▸ **RECORD EXTRACTS**
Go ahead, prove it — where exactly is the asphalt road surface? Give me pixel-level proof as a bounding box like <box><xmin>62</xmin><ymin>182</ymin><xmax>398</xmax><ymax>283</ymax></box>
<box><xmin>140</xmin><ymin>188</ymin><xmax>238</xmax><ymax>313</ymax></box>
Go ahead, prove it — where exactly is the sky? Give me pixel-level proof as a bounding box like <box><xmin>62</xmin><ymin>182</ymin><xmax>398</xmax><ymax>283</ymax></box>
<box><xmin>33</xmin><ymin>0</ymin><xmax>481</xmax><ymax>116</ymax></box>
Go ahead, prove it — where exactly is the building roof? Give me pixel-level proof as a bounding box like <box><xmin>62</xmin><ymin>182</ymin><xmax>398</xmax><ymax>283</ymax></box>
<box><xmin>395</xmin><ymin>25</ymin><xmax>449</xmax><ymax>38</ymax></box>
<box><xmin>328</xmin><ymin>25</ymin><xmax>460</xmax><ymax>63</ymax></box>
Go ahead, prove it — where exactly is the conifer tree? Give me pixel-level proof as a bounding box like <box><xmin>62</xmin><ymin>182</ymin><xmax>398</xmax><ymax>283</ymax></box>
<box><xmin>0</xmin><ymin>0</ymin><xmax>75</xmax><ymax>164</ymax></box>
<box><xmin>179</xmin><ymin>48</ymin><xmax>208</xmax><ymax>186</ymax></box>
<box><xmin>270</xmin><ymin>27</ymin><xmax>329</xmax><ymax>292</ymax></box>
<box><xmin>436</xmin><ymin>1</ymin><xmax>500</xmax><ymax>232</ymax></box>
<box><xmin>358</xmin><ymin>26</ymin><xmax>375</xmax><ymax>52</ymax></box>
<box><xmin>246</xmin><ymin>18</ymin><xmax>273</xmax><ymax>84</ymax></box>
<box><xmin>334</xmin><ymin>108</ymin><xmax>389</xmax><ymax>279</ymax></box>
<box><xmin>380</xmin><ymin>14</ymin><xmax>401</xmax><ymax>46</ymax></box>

▸ **PROBLEM**
Output the entries exactly.

▸ **SOLUTION FOR THIS PROBLEM**
Go ahead, prove it — where exactly is the asphalt road surface? Give me pixel-level proof as a bounding box like <box><xmin>62</xmin><ymin>182</ymin><xmax>398</xmax><ymax>283</ymax></box>
<box><xmin>140</xmin><ymin>188</ymin><xmax>238</xmax><ymax>313</ymax></box>
Go ahead, prove it — where exactly is the sky? Give me pixel-level proof as a bounding box like <box><xmin>62</xmin><ymin>182</ymin><xmax>398</xmax><ymax>283</ymax></box>
<box><xmin>33</xmin><ymin>0</ymin><xmax>481</xmax><ymax>116</ymax></box>
Go ahead, prove it — where exactly is the building roof? Give me pixel-level proof as a bounding box like <box><xmin>62</xmin><ymin>182</ymin><xmax>398</xmax><ymax>283</ymax></box>
<box><xmin>395</xmin><ymin>25</ymin><xmax>449</xmax><ymax>38</ymax></box>
<box><xmin>328</xmin><ymin>25</ymin><xmax>460</xmax><ymax>63</ymax></box>
Go ahead, prove it — where exactly is the conifer tree? Give me pixel-level proof as a bounding box like <box><xmin>62</xmin><ymin>182</ymin><xmax>398</xmax><ymax>283</ymax></box>
<box><xmin>0</xmin><ymin>0</ymin><xmax>75</xmax><ymax>164</ymax></box>
<box><xmin>179</xmin><ymin>48</ymin><xmax>208</xmax><ymax>186</ymax></box>
<box><xmin>270</xmin><ymin>27</ymin><xmax>329</xmax><ymax>292</ymax></box>
<box><xmin>436</xmin><ymin>1</ymin><xmax>500</xmax><ymax>232</ymax></box>
<box><xmin>358</xmin><ymin>26</ymin><xmax>375</xmax><ymax>52</ymax></box>
<box><xmin>246</xmin><ymin>18</ymin><xmax>273</xmax><ymax>84</ymax></box>
<box><xmin>334</xmin><ymin>108</ymin><xmax>389</xmax><ymax>279</ymax></box>
<box><xmin>380</xmin><ymin>14</ymin><xmax>401</xmax><ymax>46</ymax></box>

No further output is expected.